**PROBLEM TO SOLVE**
Please collect every line in these lines that contains the string "sleeve".

**RECORDS TO USE**

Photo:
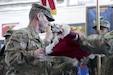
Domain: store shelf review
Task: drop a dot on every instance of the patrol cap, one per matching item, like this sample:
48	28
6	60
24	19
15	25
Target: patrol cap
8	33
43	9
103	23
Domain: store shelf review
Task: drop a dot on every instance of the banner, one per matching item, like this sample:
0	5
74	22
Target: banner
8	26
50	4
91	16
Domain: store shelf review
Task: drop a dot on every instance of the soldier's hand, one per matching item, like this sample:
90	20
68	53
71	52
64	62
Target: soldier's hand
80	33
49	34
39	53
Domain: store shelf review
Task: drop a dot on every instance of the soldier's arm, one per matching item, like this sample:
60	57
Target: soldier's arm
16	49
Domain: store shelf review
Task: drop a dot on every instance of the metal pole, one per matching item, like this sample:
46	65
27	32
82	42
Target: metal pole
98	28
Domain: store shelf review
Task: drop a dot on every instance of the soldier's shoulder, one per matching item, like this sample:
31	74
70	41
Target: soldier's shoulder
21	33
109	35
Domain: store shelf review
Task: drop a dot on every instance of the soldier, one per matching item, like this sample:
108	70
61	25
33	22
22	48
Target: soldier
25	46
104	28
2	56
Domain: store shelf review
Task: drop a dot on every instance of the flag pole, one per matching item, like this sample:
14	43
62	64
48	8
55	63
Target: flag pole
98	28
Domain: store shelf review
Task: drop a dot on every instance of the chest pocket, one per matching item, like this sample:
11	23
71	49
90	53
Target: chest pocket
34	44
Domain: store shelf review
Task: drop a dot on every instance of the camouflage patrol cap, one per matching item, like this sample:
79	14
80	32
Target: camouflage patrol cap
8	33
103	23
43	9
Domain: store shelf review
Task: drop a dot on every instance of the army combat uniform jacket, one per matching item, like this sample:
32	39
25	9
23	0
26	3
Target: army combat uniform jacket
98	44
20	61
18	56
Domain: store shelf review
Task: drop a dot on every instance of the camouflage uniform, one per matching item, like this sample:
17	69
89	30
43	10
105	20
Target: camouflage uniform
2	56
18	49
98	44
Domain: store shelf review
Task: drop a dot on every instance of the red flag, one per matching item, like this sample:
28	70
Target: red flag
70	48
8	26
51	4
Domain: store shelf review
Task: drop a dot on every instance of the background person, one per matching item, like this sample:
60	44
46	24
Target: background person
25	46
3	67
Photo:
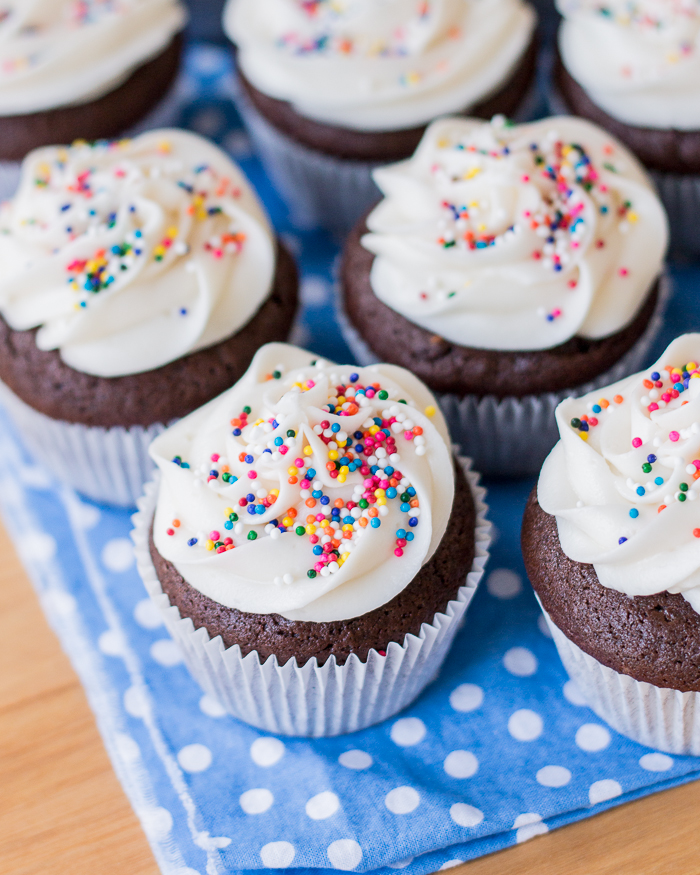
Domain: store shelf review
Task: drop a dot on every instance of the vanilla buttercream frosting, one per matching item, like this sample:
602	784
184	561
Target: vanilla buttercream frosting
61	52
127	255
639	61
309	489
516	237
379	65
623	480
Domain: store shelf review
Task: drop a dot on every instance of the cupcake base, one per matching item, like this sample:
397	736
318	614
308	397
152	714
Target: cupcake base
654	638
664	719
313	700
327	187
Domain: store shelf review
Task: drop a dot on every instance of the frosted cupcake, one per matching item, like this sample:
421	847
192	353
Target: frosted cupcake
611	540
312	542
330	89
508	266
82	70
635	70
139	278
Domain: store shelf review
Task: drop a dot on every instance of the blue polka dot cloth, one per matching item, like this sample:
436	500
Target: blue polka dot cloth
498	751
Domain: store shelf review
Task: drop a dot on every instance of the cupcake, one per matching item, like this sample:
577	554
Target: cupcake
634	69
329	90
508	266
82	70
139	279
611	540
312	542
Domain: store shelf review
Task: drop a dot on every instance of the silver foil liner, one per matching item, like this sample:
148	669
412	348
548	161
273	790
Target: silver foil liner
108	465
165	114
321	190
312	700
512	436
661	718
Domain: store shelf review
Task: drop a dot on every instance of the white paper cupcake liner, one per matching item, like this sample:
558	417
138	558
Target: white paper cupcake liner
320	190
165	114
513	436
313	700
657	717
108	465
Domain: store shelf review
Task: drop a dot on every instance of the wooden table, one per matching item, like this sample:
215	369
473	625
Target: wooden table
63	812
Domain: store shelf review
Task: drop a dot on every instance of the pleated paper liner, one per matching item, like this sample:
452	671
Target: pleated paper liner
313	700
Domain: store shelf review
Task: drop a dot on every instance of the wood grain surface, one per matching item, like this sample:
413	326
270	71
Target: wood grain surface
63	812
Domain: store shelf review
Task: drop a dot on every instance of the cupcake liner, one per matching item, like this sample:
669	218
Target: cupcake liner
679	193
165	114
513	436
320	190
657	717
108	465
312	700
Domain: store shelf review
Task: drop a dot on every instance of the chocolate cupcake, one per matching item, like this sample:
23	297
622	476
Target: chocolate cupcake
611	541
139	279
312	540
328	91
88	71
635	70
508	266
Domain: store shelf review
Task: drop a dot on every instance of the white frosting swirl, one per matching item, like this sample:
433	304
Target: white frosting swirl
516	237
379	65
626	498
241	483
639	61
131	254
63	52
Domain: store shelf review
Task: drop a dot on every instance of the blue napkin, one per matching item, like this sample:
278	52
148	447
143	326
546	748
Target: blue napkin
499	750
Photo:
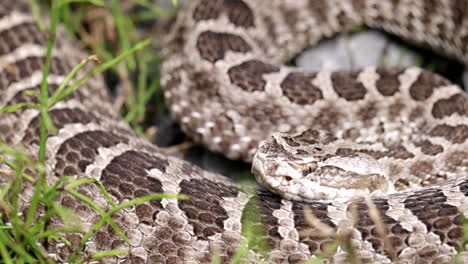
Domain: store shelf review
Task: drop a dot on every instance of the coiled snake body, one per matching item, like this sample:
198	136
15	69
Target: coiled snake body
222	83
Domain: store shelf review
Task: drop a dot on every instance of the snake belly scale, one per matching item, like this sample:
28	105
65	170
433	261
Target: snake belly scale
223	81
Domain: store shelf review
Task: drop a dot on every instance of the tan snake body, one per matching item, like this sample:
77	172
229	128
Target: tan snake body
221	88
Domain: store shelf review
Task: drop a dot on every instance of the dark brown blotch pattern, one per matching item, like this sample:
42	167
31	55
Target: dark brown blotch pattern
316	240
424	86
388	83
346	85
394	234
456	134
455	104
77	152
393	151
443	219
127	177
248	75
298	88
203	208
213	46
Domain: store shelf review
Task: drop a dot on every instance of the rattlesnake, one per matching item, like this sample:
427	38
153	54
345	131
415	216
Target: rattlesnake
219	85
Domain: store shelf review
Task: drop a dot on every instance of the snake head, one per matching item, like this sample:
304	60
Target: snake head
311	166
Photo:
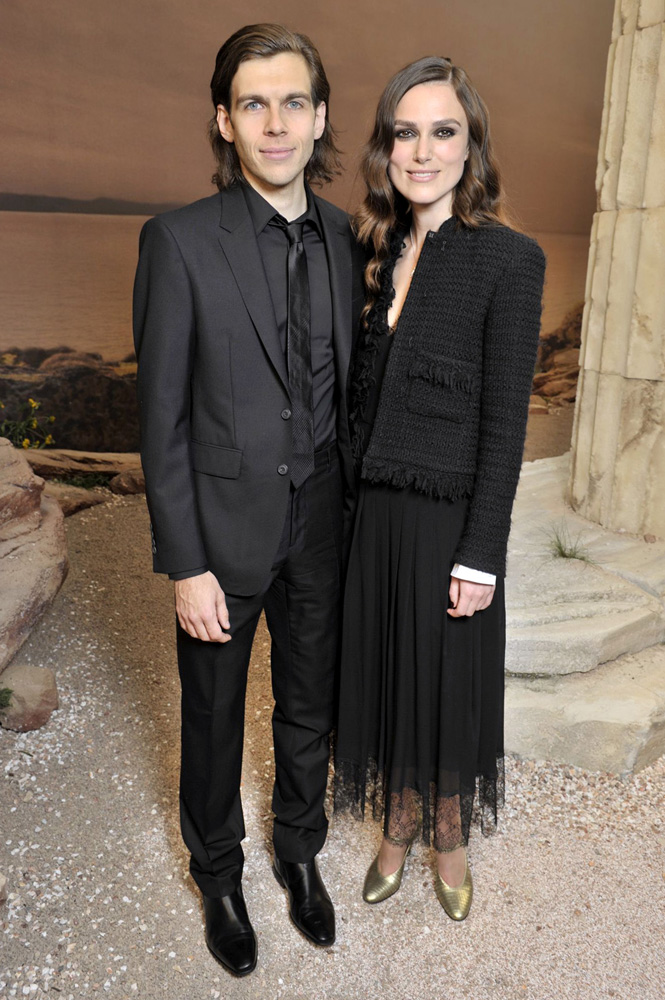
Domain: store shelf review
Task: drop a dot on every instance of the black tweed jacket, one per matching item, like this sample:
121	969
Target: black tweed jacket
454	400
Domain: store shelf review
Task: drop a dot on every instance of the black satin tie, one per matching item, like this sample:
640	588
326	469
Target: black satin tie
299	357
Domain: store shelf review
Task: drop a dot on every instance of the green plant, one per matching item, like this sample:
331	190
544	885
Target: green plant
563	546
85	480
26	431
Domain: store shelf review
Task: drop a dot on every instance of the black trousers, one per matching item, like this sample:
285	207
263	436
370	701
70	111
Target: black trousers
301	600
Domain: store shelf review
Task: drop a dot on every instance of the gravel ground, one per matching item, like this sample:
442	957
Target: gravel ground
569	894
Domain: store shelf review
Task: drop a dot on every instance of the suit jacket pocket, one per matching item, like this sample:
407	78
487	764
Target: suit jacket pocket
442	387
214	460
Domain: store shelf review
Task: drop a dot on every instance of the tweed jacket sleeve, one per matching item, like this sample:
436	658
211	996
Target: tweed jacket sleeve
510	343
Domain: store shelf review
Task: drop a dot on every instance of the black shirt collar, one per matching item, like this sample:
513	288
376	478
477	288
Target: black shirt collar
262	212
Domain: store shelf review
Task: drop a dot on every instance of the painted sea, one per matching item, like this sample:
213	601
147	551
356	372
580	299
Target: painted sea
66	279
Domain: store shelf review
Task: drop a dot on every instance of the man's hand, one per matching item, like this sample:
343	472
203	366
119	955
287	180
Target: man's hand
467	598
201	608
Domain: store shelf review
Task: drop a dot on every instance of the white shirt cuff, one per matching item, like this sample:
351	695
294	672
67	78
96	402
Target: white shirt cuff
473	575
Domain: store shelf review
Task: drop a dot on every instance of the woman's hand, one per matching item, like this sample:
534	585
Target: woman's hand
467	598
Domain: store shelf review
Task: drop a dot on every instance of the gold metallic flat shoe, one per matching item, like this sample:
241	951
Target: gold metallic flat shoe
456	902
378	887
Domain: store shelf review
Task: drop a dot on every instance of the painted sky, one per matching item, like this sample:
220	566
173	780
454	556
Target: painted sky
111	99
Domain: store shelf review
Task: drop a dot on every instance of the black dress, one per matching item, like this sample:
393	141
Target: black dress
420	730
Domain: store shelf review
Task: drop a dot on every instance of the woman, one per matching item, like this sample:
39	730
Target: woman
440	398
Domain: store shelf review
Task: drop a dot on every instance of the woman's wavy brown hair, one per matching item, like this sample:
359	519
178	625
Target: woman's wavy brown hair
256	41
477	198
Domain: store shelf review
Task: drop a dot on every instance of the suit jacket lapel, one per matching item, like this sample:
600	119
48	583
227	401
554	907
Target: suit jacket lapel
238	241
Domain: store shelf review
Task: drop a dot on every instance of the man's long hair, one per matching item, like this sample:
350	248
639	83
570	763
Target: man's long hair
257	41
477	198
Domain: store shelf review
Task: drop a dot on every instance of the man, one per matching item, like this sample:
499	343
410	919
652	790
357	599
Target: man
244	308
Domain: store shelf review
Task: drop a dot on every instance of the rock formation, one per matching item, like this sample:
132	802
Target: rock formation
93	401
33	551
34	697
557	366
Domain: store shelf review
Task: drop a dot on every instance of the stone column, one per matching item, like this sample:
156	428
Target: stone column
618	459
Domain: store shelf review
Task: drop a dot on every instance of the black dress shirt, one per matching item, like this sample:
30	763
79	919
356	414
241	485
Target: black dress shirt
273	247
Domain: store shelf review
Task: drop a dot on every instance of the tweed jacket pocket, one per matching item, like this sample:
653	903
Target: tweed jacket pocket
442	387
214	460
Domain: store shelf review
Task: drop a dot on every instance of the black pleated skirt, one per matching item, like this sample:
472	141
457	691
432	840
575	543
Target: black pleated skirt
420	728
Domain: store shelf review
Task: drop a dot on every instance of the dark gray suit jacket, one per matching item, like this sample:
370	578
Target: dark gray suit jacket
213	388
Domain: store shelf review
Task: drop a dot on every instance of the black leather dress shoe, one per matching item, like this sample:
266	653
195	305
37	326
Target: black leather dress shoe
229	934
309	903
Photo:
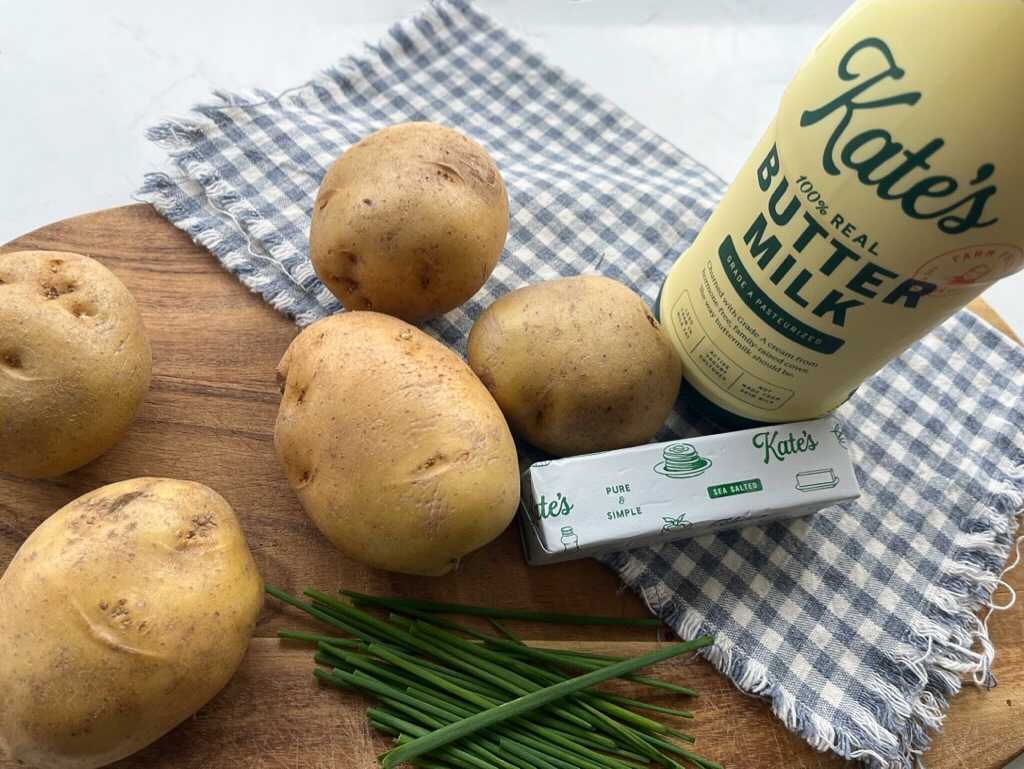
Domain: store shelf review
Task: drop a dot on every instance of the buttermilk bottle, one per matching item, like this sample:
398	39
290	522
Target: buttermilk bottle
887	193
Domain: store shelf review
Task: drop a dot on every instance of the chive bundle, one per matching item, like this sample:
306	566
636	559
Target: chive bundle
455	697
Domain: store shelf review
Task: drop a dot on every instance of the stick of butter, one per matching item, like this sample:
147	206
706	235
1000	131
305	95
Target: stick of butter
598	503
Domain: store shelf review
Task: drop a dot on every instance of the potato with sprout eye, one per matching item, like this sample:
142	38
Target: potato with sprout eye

**FINISHED ANSWER**
Task: drop a dot on every instance of the tweed jacket sleeve, one per matching item, like this sample:
Target: tweed jacket sleeve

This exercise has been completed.